─── EXCERPTED PASSAGE ───

Transdenominationalism and Spirituality
The dual themes of transdenominationalism and spirituality find strong expression in both the Rabbinical School at Hebrew College in Greater Boston (Newton Centre) (bhc) and the Academy for Jewish Religion (ajr) in California and New York.
rabbinical school at hebrew college in greater boston
Led by Rabbi Arthur *Green, a scholar of Ḥasidism, the founder of Havurat Shalom in 1968 during the era of Jewish renewal, and the former dean and president pf the rrc, the Boston Hebrew College Rabbinical School has built upon the Hebrew College's "84-year legacy of transdenominational Jewish studies." Boston Hebrew sees itself as devoted to kelal Yisrael and notions of inclusion and spirituality. Indeed, bhc emphasizes that it accepts men and women, gays and heterosexuals, and it requires that candidates display "a love of Jews as well as Judaism." Applicants must have a B.A. and three years of college Hebrew to qualify for admission. The standard program is five years, though bhc specifies that there is a possible mekhinah year for students who are in need of remedial work in Judaica and texts. All students are required to study for at least one semester and one summer in Israel.
The emphasis at bhc is upon the study of primary texts. However, these texts focus upon "themes of Jewish living and daily rabbinic practice," and the curriculum is structured around cycles of Torah study and Jewish religious life. The school states that it is a blend of "academy and *yeshivah" – formal academic study is combined with traditional ḥevruta-style learning. Emphasis is placed upon the historic contexts, but a personal religious point of view is cultivated in every class, and there is a strong emphasis on ḥasidic and kabbalistic sources. bhc hopes that the transdenominational setting will prepare rabbis for service in a wide variety of congregational and non-congregational settings, and the college intends to support its graduates should they apply for membership in particular denominations (including possible Orthodox semikhah).
academy for jewish religion
The Academy for Jewish Religion in California is also designed to be transdenominational and successful completion of its program leads to the title "Rabbi and Teacher in Israel" as well as a Master's Degree in Rabbinic Studies, for its graduates. The program is designed for five years of full-time study, with part-time options available. A supervised internship is required as well as an M.A. thesis prior to ordination. The school, in a manner reminiscent of huc-jir, intends to offer "in-depth studies in Bible, Hebrew, History, Liturgy, Philosophy and Theology," as well as rabbinic literature. According to Rabbi Mel Gottlieb, dean of the Rabbinical School, the ajr attempts to revitalize Judaism and seeks to train rabbis who "reflect a deep respect for all denominations" and who engage in "outreach to the unaffiliated." Its motto, "To serve as a bridge between the pillars of Judaism," reflects the aspirations of its founders. The ajr in California also emphasizes spirituality by focusing on mysticism and spirituality and the classics of those traditions – Musar, Ḥasidic thought, and kabbalistic teachings.

─── PROVIDED MATERIAL ───

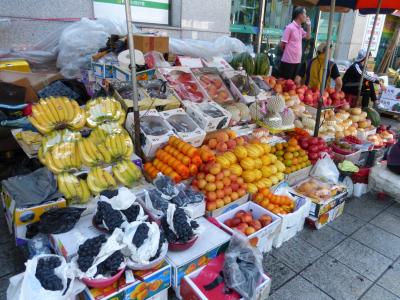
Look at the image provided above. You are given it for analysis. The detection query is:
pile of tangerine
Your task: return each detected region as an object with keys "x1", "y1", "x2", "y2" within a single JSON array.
[{"x1": 252, "y1": 188, "x2": 296, "y2": 215}]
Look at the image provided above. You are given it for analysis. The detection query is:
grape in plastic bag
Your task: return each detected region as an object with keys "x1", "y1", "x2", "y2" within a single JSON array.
[
  {"x1": 223, "y1": 234, "x2": 263, "y2": 299},
  {"x1": 38, "y1": 207, "x2": 85, "y2": 234}
]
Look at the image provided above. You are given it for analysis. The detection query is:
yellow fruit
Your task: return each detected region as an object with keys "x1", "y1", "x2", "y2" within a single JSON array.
[
  {"x1": 233, "y1": 146, "x2": 247, "y2": 160},
  {"x1": 229, "y1": 164, "x2": 243, "y2": 176},
  {"x1": 223, "y1": 151, "x2": 237, "y2": 164},
  {"x1": 254, "y1": 169, "x2": 263, "y2": 180},
  {"x1": 276, "y1": 172, "x2": 285, "y2": 181},
  {"x1": 261, "y1": 155, "x2": 271, "y2": 166},
  {"x1": 269, "y1": 176, "x2": 279, "y2": 185},
  {"x1": 240, "y1": 157, "x2": 254, "y2": 170},
  {"x1": 215, "y1": 155, "x2": 231, "y2": 168},
  {"x1": 275, "y1": 161, "x2": 286, "y2": 172},
  {"x1": 269, "y1": 165, "x2": 278, "y2": 175},
  {"x1": 242, "y1": 170, "x2": 256, "y2": 183},
  {"x1": 247, "y1": 183, "x2": 258, "y2": 194},
  {"x1": 261, "y1": 144, "x2": 271, "y2": 154},
  {"x1": 268, "y1": 154, "x2": 277, "y2": 163},
  {"x1": 254, "y1": 158, "x2": 263, "y2": 169}
]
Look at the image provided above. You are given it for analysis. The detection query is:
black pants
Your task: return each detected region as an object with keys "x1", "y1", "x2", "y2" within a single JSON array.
[{"x1": 280, "y1": 61, "x2": 300, "y2": 80}]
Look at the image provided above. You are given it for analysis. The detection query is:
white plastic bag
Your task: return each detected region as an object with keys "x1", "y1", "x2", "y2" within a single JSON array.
[
  {"x1": 71, "y1": 228, "x2": 125, "y2": 279},
  {"x1": 310, "y1": 152, "x2": 339, "y2": 184},
  {"x1": 7, "y1": 254, "x2": 85, "y2": 300},
  {"x1": 57, "y1": 18, "x2": 126, "y2": 78},
  {"x1": 169, "y1": 36, "x2": 252, "y2": 61}
]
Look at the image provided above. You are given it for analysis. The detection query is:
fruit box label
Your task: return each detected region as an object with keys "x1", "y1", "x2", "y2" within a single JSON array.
[{"x1": 84, "y1": 263, "x2": 171, "y2": 300}]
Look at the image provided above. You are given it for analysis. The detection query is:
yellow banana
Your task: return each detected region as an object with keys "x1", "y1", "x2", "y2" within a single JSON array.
[
  {"x1": 28, "y1": 116, "x2": 52, "y2": 134},
  {"x1": 39, "y1": 99, "x2": 57, "y2": 125},
  {"x1": 97, "y1": 144, "x2": 112, "y2": 164},
  {"x1": 63, "y1": 97, "x2": 75, "y2": 122}
]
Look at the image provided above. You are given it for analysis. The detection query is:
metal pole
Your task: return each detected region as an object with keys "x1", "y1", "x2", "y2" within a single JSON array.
[
  {"x1": 256, "y1": 0, "x2": 265, "y2": 53},
  {"x1": 314, "y1": 0, "x2": 336, "y2": 136},
  {"x1": 357, "y1": 0, "x2": 382, "y2": 106},
  {"x1": 125, "y1": 0, "x2": 142, "y2": 156}
]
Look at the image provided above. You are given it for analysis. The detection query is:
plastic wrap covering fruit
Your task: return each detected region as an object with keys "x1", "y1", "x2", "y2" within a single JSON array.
[
  {"x1": 77, "y1": 130, "x2": 133, "y2": 167},
  {"x1": 163, "y1": 69, "x2": 208, "y2": 103},
  {"x1": 38, "y1": 207, "x2": 85, "y2": 234},
  {"x1": 57, "y1": 173, "x2": 91, "y2": 203},
  {"x1": 112, "y1": 160, "x2": 142, "y2": 187},
  {"x1": 28, "y1": 97, "x2": 86, "y2": 134},
  {"x1": 167, "y1": 115, "x2": 198, "y2": 132},
  {"x1": 85, "y1": 98, "x2": 126, "y2": 128},
  {"x1": 38, "y1": 129, "x2": 82, "y2": 164},
  {"x1": 41, "y1": 141, "x2": 82, "y2": 174},
  {"x1": 161, "y1": 204, "x2": 199, "y2": 243},
  {"x1": 193, "y1": 68, "x2": 233, "y2": 104}
]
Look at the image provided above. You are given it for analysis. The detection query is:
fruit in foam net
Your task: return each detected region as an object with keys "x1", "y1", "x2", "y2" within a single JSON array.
[{"x1": 28, "y1": 97, "x2": 86, "y2": 134}]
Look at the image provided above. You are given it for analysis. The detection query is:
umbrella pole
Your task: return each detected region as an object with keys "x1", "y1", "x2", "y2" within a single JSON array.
[
  {"x1": 125, "y1": 0, "x2": 142, "y2": 155},
  {"x1": 357, "y1": 0, "x2": 382, "y2": 105},
  {"x1": 314, "y1": 0, "x2": 336, "y2": 137},
  {"x1": 256, "y1": 0, "x2": 265, "y2": 53}
]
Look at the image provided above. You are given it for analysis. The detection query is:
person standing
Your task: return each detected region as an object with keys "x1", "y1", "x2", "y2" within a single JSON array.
[
  {"x1": 305, "y1": 42, "x2": 343, "y2": 91},
  {"x1": 280, "y1": 7, "x2": 311, "y2": 83},
  {"x1": 343, "y1": 49, "x2": 386, "y2": 108}
]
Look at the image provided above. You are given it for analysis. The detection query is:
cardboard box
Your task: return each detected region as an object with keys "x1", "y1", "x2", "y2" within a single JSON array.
[
  {"x1": 306, "y1": 202, "x2": 345, "y2": 229},
  {"x1": 49, "y1": 214, "x2": 100, "y2": 261},
  {"x1": 125, "y1": 109, "x2": 175, "y2": 158},
  {"x1": 180, "y1": 267, "x2": 272, "y2": 300},
  {"x1": 216, "y1": 201, "x2": 281, "y2": 253},
  {"x1": 206, "y1": 194, "x2": 249, "y2": 218},
  {"x1": 113, "y1": 65, "x2": 156, "y2": 81},
  {"x1": 1, "y1": 187, "x2": 67, "y2": 246},
  {"x1": 80, "y1": 262, "x2": 171, "y2": 300},
  {"x1": 380, "y1": 85, "x2": 400, "y2": 103},
  {"x1": 183, "y1": 101, "x2": 231, "y2": 132},
  {"x1": 167, "y1": 218, "x2": 231, "y2": 288},
  {"x1": 274, "y1": 182, "x2": 311, "y2": 248},
  {"x1": 133, "y1": 34, "x2": 169, "y2": 53},
  {"x1": 160, "y1": 108, "x2": 206, "y2": 147}
]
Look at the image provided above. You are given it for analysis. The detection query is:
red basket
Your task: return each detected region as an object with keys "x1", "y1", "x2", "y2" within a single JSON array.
[{"x1": 351, "y1": 168, "x2": 370, "y2": 184}]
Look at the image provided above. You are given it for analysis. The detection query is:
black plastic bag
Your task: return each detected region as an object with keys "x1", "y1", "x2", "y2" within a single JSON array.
[{"x1": 38, "y1": 207, "x2": 85, "y2": 234}]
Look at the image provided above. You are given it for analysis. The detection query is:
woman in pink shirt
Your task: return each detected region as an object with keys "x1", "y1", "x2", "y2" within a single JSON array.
[{"x1": 280, "y1": 7, "x2": 311, "y2": 83}]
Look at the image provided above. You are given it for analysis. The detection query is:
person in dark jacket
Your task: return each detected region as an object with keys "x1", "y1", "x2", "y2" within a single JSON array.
[
  {"x1": 387, "y1": 140, "x2": 400, "y2": 175},
  {"x1": 343, "y1": 49, "x2": 385, "y2": 108}
]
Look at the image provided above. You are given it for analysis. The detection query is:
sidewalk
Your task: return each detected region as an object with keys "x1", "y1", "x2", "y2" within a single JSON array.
[{"x1": 0, "y1": 194, "x2": 400, "y2": 300}]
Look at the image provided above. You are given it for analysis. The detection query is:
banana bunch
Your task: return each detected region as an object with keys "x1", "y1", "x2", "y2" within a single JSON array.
[
  {"x1": 104, "y1": 132, "x2": 133, "y2": 160},
  {"x1": 112, "y1": 160, "x2": 142, "y2": 187},
  {"x1": 38, "y1": 129, "x2": 82, "y2": 165},
  {"x1": 42, "y1": 142, "x2": 82, "y2": 174},
  {"x1": 87, "y1": 167, "x2": 117, "y2": 195},
  {"x1": 28, "y1": 97, "x2": 86, "y2": 134},
  {"x1": 57, "y1": 173, "x2": 91, "y2": 203},
  {"x1": 86, "y1": 97, "x2": 126, "y2": 128}
]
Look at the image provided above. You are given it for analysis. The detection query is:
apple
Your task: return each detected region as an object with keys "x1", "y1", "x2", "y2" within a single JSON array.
[
  {"x1": 244, "y1": 226, "x2": 256, "y2": 235},
  {"x1": 206, "y1": 201, "x2": 217, "y2": 211},
  {"x1": 249, "y1": 220, "x2": 262, "y2": 231},
  {"x1": 215, "y1": 199, "x2": 225, "y2": 208}
]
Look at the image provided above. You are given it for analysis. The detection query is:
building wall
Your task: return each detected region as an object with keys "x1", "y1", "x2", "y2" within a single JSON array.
[{"x1": 0, "y1": 0, "x2": 231, "y2": 49}]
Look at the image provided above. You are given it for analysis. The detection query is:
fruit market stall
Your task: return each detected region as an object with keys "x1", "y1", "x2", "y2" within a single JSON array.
[{"x1": 1, "y1": 19, "x2": 396, "y2": 300}]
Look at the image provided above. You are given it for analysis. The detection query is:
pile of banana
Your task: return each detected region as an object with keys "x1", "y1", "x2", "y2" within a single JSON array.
[
  {"x1": 77, "y1": 133, "x2": 133, "y2": 167},
  {"x1": 42, "y1": 142, "x2": 82, "y2": 174},
  {"x1": 57, "y1": 173, "x2": 91, "y2": 203},
  {"x1": 112, "y1": 160, "x2": 142, "y2": 187},
  {"x1": 86, "y1": 167, "x2": 117, "y2": 195},
  {"x1": 28, "y1": 97, "x2": 86, "y2": 134},
  {"x1": 86, "y1": 97, "x2": 126, "y2": 128},
  {"x1": 38, "y1": 129, "x2": 82, "y2": 165}
]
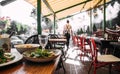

───

REQUIRED TASK A: Write out the passage on transdenominational rabbinical schools from "The emphasis at" up to and including "possible Orthodox semikhah).".
REQUIRED TASK B: According to the passage on transdenominational rabbinical schools, how many years of college Hebrew must applicants have to qualify for admission to the Boston Hebrew College Rabbinical School?
The listing is separate material and has no connection to the passage on transdenominational rabbinical schools.

WORKED ANSWER A:
The emphasis at bhc is upon the study of primary texts. However, these texts focus upon "themes of Jewish living and daily rabbinic practice," and the curriculum is structured around cycles of Torah study and Jewish religious life. The school states that it is a blend of "academy and *yeshivah" – formal academic study is combined with traditional ḥevruta-style learning. Emphasis is placed upon the historic contexts, but a personal religious point of view is cultivated in every class, and there is a strong emphasis on ḥasidic and kabbalistic sources. bhc hopes that the transdenominational setting will prepare rabbis for service in a wide variety of congregational and non-congregational settings, and the college intends to support its graduates should they apply for membership in particular denominations (including possible Orthodox semikhah).

WORKED ANSWER B: Three years.